**EXERCÍCIO BREVE A**
Liste as denominações pejorativas que o texto sobre uniões poliafetivas atribui aos vínculos afetivos concomitantes.
**EXERCÍCIO BREVE B**
Prolongue o texto sobre uniões poliafetivas, partindo da última frase apresentada.

**TRECHO DO DOCUMENTO**
Repercutiu como uma bomba! Como verdadeira afronta à moral e aos bons
costumes! O fato de o relacionamento de um homem com duas mulheres ter sido
objeto de uma escritura pública, foi recebido como manifestação nula,
inexistente, indecente. Sabe-se lá quantas outras adjetivações mereceu.
Mas alguém duvida da existência desta espécie de relacionamento? Ainda que
alvo do repúdio social – com denominações sempre pejorativas: concubinato
adulterino, impuro, impróprio, espúrio, de má-fé , concubinagem – vínculos
afetivos concomitantes nunca deixaram de existir, e em larga escala.
Batizados mais recentemente de poliamor ou uniões poliafetivas, sempre foram
alijados do sistema legal, na vã tentativa de fazê-los desaparecer. Mas
condenar à invisibilidade, negar efeitos jurídicos, deixar de reconhecer sua
existência é solução que privilegia o “bígamo” e pune a “concubina”, como
cúmplice de um adultério. É o que a Justiça insiste em fazer: chancela o
enriquecimento injustificado do homem que mantém vínculos afetivos
paralelos.
Quando a mulher afirma desconhecer a duplicidade de vidas do parceiro, a
união é alocada no direito obrigacional e lá tratada como sociedade de fato.

(Registros de anotação por pontos)
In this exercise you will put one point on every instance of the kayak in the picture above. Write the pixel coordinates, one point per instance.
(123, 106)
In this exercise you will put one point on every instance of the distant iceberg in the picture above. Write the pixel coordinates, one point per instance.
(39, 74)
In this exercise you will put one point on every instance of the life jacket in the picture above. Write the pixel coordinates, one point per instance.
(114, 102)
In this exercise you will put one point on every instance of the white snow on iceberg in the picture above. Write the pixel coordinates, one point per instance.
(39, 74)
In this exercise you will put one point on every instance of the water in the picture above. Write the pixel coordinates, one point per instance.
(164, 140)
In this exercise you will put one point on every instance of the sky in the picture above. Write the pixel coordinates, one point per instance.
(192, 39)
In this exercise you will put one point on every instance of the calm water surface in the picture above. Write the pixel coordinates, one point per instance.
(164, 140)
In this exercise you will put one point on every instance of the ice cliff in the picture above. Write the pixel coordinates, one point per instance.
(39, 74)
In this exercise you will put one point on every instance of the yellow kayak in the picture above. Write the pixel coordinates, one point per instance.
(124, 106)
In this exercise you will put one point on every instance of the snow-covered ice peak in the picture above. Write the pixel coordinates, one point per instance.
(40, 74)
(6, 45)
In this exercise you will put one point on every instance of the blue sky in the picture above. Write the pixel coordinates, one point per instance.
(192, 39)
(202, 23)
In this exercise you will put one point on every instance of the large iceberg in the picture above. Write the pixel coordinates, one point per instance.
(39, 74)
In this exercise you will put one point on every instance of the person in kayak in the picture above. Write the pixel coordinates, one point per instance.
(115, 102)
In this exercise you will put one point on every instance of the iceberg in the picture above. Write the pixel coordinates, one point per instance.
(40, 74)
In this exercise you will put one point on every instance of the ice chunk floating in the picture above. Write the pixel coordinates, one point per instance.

**RESULTADO A**
- concubinato adulterino
- impuro
- impróprio
- espúrio
- de má-fé
- concubinagem

**RESULTADO B**
A ela somente se reconhecem direitos se alegar que não sabia da infidelidade
do parceiro. Isto é, para ser amparada pelo direito precisa valer-se de uma
inverdade, pois, se confessar que desconfiava ou sabia da traição, recebe um
solene: bem feito! Esta solução, à primeira vista, parece prestigiar a
boa-fé de quem diz ter sido enganado. No entanto, só é exigida a boa-fé de
um dos integrantes do “triângulo amoroso”: da “outra”. Condenada por
cumplicidade, é punida pelo adultério que foi cometido por ele. A esposa
saber do relacionamento do marido, não tem qualquer significado. O homem que
foi infiel, desleal a duas mulheres é “absolvido”, nada lhe é imposto.
Permanece com a titularidade patrimonial, além de desonerado da obrigação de
sustento para com quem lhe dedicou a vida. Assim, uniões que persistem por
toda uma existência, muitas vezes com extensa prole e reconhecimento social,
são simplesmente expulsas da tutela jurídica. Conclusão: manter duas
entidades familiares concomitantes assegura privilégios ao homem. A justiça
é conivente com ele ao garantir-lhe a total irresponsabilidade.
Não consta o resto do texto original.